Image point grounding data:
►
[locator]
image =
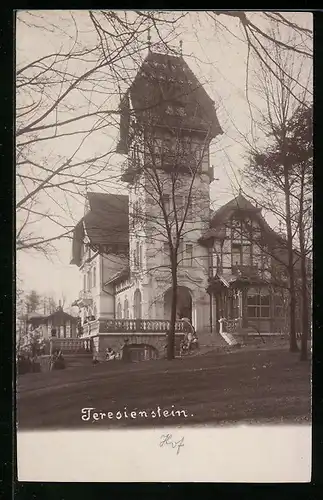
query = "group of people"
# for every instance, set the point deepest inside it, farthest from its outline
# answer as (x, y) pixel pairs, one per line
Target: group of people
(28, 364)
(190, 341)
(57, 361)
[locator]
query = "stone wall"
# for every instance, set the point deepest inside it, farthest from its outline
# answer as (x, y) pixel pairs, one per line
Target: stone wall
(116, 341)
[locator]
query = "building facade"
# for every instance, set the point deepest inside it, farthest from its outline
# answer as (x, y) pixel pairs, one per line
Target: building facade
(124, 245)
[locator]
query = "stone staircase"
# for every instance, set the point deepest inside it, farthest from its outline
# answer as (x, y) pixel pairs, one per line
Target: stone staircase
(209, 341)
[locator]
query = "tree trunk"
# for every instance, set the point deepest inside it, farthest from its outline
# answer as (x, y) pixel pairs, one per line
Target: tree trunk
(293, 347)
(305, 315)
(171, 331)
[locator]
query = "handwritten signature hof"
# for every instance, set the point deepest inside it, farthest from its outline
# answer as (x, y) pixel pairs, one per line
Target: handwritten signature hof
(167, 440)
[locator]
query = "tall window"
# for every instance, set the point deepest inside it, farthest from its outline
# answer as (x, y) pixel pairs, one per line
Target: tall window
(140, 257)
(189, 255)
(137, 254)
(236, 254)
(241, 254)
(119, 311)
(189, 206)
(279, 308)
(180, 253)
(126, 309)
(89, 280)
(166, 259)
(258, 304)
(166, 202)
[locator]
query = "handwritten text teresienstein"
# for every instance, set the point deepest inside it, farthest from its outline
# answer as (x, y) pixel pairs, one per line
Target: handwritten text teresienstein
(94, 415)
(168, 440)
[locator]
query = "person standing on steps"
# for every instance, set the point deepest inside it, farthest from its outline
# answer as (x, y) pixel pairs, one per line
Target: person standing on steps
◄
Filter the data for the string "query" and copy every line that has it.

▶ _ANSWER TO THIS TASK_
query = "group of people"
query = "stone wall"
query = "building facade"
query = "stone staircase"
query = "tree trunk"
query = "handwritten signature hof"
query = "tall window"
query = "handwritten text teresienstein"
query = "person standing on steps"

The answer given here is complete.